REQUIRED WORK
Rewrite all of the records below as a numbered list, leaving out blank lines and omitting the pictures.

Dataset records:
┄┄┄┄┄┄┄┄┄┄┄┄┄┄┄┄┄┄┄┄

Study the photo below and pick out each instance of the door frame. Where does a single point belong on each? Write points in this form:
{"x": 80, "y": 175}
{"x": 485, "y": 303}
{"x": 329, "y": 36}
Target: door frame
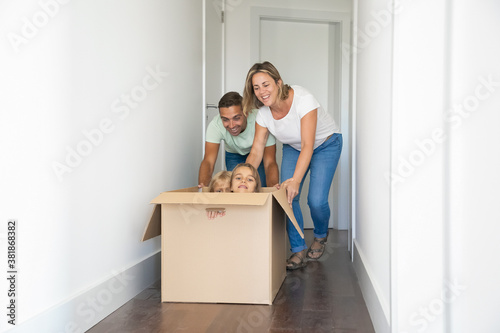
{"x": 341, "y": 83}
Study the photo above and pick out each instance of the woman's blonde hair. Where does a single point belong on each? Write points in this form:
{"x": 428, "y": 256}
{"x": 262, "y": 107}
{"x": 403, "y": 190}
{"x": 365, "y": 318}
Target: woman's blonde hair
{"x": 250, "y": 101}
{"x": 255, "y": 174}
{"x": 219, "y": 177}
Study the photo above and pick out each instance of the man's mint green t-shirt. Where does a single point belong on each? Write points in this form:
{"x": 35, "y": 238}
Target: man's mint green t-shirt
{"x": 240, "y": 144}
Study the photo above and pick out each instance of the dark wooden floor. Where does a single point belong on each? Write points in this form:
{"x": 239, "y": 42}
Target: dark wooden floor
{"x": 322, "y": 297}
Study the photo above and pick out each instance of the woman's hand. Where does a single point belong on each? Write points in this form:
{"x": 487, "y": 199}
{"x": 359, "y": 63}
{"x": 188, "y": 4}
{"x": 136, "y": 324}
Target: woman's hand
{"x": 292, "y": 189}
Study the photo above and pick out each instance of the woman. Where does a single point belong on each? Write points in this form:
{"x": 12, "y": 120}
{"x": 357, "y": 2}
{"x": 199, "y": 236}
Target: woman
{"x": 311, "y": 141}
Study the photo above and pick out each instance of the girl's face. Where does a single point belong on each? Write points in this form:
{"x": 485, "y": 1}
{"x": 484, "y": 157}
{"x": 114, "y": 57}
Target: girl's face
{"x": 243, "y": 181}
{"x": 222, "y": 186}
{"x": 265, "y": 89}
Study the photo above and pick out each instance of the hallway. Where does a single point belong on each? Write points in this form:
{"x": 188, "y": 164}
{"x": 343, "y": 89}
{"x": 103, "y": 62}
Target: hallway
{"x": 323, "y": 297}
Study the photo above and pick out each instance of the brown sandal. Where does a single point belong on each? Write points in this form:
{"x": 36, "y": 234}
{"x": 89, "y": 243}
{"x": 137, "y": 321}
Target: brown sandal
{"x": 292, "y": 265}
{"x": 312, "y": 251}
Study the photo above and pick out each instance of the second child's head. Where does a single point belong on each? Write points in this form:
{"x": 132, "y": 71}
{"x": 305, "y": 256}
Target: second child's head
{"x": 221, "y": 182}
{"x": 245, "y": 179}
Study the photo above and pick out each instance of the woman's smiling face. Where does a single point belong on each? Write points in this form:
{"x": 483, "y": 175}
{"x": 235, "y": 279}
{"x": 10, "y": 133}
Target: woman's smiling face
{"x": 243, "y": 180}
{"x": 265, "y": 89}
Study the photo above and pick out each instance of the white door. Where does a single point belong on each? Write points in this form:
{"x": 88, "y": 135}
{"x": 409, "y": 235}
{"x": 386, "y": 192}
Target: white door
{"x": 306, "y": 51}
{"x": 213, "y": 67}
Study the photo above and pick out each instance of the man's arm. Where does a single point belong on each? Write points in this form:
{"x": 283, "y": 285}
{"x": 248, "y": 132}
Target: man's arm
{"x": 258, "y": 146}
{"x": 208, "y": 163}
{"x": 270, "y": 166}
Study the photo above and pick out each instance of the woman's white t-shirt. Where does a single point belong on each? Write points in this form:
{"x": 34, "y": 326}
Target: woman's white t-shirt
{"x": 287, "y": 129}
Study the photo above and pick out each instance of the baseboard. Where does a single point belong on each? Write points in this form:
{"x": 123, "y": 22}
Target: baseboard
{"x": 377, "y": 306}
{"x": 86, "y": 309}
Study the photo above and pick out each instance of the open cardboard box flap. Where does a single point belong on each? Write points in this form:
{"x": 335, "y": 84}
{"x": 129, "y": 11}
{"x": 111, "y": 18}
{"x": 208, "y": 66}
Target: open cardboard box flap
{"x": 191, "y": 195}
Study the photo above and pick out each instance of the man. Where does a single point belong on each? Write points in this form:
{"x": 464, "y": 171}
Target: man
{"x": 237, "y": 131}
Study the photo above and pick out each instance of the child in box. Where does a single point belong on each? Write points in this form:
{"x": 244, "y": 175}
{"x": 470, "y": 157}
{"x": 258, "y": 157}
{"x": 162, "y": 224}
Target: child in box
{"x": 221, "y": 182}
{"x": 245, "y": 179}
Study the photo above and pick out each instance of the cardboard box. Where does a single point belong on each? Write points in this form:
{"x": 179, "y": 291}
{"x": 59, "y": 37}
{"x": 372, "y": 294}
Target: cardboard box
{"x": 237, "y": 258}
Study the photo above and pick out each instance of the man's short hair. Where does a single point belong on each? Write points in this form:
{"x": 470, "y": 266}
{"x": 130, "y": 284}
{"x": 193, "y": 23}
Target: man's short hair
{"x": 231, "y": 98}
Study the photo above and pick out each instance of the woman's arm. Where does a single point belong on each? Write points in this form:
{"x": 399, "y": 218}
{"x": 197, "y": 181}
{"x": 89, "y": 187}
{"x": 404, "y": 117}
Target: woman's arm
{"x": 258, "y": 146}
{"x": 307, "y": 138}
{"x": 207, "y": 165}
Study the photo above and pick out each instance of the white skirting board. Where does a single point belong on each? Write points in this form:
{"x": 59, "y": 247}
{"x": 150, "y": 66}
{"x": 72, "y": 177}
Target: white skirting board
{"x": 86, "y": 309}
{"x": 377, "y": 306}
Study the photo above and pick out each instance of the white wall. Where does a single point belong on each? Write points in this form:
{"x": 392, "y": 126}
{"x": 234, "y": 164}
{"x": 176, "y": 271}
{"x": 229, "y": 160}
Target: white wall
{"x": 373, "y": 158}
{"x": 427, "y": 97}
{"x": 238, "y": 53}
{"x": 67, "y": 69}
{"x": 474, "y": 163}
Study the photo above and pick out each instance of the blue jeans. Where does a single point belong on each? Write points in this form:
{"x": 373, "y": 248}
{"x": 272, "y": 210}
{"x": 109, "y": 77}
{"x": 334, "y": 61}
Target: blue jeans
{"x": 233, "y": 160}
{"x": 322, "y": 166}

┄┄┄┄┄┄┄┄┄┄┄┄┄┄┄┄┄┄┄┄

SOLVED EXERCISE
1. Study the photo below and pick out each instance of the door frame. Where does a single point belong on each? Write points in this form:
2. {"x": 80, "y": 175}
3. {"x": 485, "y": 303}
4. {"x": 329, "y": 36}
5. Target: door frame
6. {"x": 341, "y": 83}
7. Study the photo above and pick out each instance of the woman's blonde hair. Where does a single point belong on each? Write points in this form:
8. {"x": 428, "y": 256}
9. {"x": 262, "y": 107}
10. {"x": 403, "y": 190}
11. {"x": 365, "y": 318}
12. Target: woman's blonde hair
13. {"x": 250, "y": 101}
14. {"x": 255, "y": 174}
15. {"x": 219, "y": 177}
16. Study the photo above and pick out each instance of the man's mint green t-shirt. Where does a single point belong on each? Write points in this form:
17. {"x": 35, "y": 238}
18. Target: man's mint green t-shirt
19. {"x": 240, "y": 144}
20. Study the photo above and pick out each instance of the dark wooden floor. Where does a single point belong on each? Write points in this form:
21. {"x": 239, "y": 42}
22. Target: dark wooden floor
23. {"x": 322, "y": 297}
24. Study the photo above and pick out each instance of the woman's hand. Where does a single point belong on each? Write points in this form:
25. {"x": 487, "y": 199}
26. {"x": 359, "y": 63}
27. {"x": 188, "y": 4}
28. {"x": 136, "y": 324}
29. Target: woman's hand
30. {"x": 292, "y": 189}
31. Study the photo above and pick out each instance of the woman. Where does a single point belong on each? Write points in this form:
32. {"x": 12, "y": 120}
33. {"x": 357, "y": 2}
34. {"x": 199, "y": 236}
35. Target: woman
36. {"x": 311, "y": 141}
37. Study the photo above and pick out each instance of the girl's face. Where does a single point belong on each? Write points in this form:
38. {"x": 485, "y": 1}
39. {"x": 484, "y": 157}
40. {"x": 114, "y": 57}
41. Target: girl's face
42. {"x": 243, "y": 181}
43. {"x": 222, "y": 186}
44. {"x": 265, "y": 89}
45. Study the photo above and pick out each instance of the hallway. Where does a single point belong on each? Write points in this form:
46. {"x": 188, "y": 164}
47. {"x": 343, "y": 89}
48. {"x": 103, "y": 62}
49. Target: hallway
50. {"x": 323, "y": 297}
51. Study the photo above and pick out each instance of the brown sandal. Where does a single point belong on each? Write points in this form:
52. {"x": 36, "y": 234}
53. {"x": 89, "y": 243}
54. {"x": 137, "y": 321}
55. Target: brown sandal
56. {"x": 292, "y": 265}
57. {"x": 312, "y": 251}
58. Study the photo above and pick out each instance of the second child's head. Where does a single point belong on each? Write points in this form:
59. {"x": 132, "y": 71}
60. {"x": 305, "y": 256}
61. Target: second child's head
62. {"x": 221, "y": 182}
63. {"x": 245, "y": 179}
64. Study the photo above and pick out each instance of the woman's smiling face. Where does a single point belong on each? Write points in this form:
65. {"x": 483, "y": 175}
66. {"x": 235, "y": 279}
67. {"x": 10, "y": 133}
68. Target: woman's smiling face
69. {"x": 243, "y": 180}
70. {"x": 265, "y": 89}
71. Study the photo above and pick out each instance of the white door. Where does a single point belong on each? Write points in this form:
72. {"x": 88, "y": 135}
73. {"x": 409, "y": 235}
74. {"x": 386, "y": 192}
75. Target: white door
76. {"x": 306, "y": 51}
77. {"x": 213, "y": 67}
78. Study the photo above and pick out each instance of the man's arm. Where does a single point belong on each? Write points in this form:
79. {"x": 283, "y": 285}
80. {"x": 248, "y": 132}
81. Target: man's arm
82. {"x": 258, "y": 146}
83. {"x": 208, "y": 163}
84. {"x": 270, "y": 166}
85. Study the photo above and pick out each instance of the woman's white t-shirt. Where does a single point belong on each? Write points in this form:
86. {"x": 34, "y": 326}
87. Target: woman's white t-shirt
88. {"x": 287, "y": 129}
89. Study the photo above and pick out each instance of the baseboard. Where does a single point belong on each? Write points in this form:
90. {"x": 123, "y": 22}
91. Target: baseboard
92. {"x": 377, "y": 306}
93. {"x": 86, "y": 309}
94. Study the photo above and pick out each instance of the open cardboard box flap. Where does a single point belong on each? Write points in this form:
95. {"x": 335, "y": 84}
96. {"x": 129, "y": 11}
97. {"x": 111, "y": 18}
98. {"x": 208, "y": 66}
99. Target: open cardboard box flap
100. {"x": 191, "y": 195}
101. Study the photo above and pick out each instance of the man. Where does a single point belong on each? Write points in this form:
102. {"x": 464, "y": 171}
103. Target: man
104. {"x": 237, "y": 131}
105. Study the photo above and pick out each instance of the child in box. Where does a single point belong on each? Write points in this form:
106. {"x": 244, "y": 175}
107. {"x": 470, "y": 157}
108. {"x": 258, "y": 157}
109. {"x": 162, "y": 224}
110. Target: child in box
111. {"x": 221, "y": 182}
112. {"x": 245, "y": 179}
113. Study the photo above and pick out each instance of the cardboard box. Where does a single point belong on each? Write points in this form:
114. {"x": 179, "y": 291}
115. {"x": 59, "y": 37}
116. {"x": 372, "y": 294}
117. Target: cardboard box
118. {"x": 237, "y": 258}
119. Study the photo above and pick out each instance of the man's short hair. Where does a single point belong on each? Write points in this form:
120. {"x": 470, "y": 266}
121. {"x": 130, "y": 284}
122. {"x": 193, "y": 23}
123. Target: man's short hair
124. {"x": 231, "y": 98}
125. Study the photo above and pick out each instance of the woman's arm. Where does a single point belong on each? Write points in this form:
126. {"x": 399, "y": 218}
127. {"x": 197, "y": 181}
128. {"x": 89, "y": 187}
129. {"x": 404, "y": 117}
130. Target: woman's arm
131. {"x": 258, "y": 146}
132. {"x": 307, "y": 138}
133. {"x": 207, "y": 165}
134. Study the photo above and pick out each instance of the white skirting board. Where does a single point belong on each? Write points in this form:
135. {"x": 59, "y": 247}
136. {"x": 150, "y": 66}
137. {"x": 72, "y": 177}
138. Target: white skirting board
139. {"x": 86, "y": 309}
140. {"x": 377, "y": 306}
141. Study the photo above and pick out each instance of the white wall. Where does a single point belong on each? Write points in this form:
142. {"x": 392, "y": 126}
143. {"x": 234, "y": 164}
144. {"x": 176, "y": 271}
145. {"x": 229, "y": 160}
146. Target: white wall
147. {"x": 373, "y": 158}
148. {"x": 427, "y": 97}
149. {"x": 238, "y": 53}
150. {"x": 67, "y": 69}
151. {"x": 474, "y": 163}
152. Study the photo above and pick out each instance of the blue jeans. Where does a single point belong on each? Write points in this form:
153. {"x": 373, "y": 248}
154. {"x": 272, "y": 210}
155. {"x": 109, "y": 77}
156. {"x": 334, "y": 61}
157. Target: blue jeans
158. {"x": 233, "y": 160}
159. {"x": 322, "y": 166}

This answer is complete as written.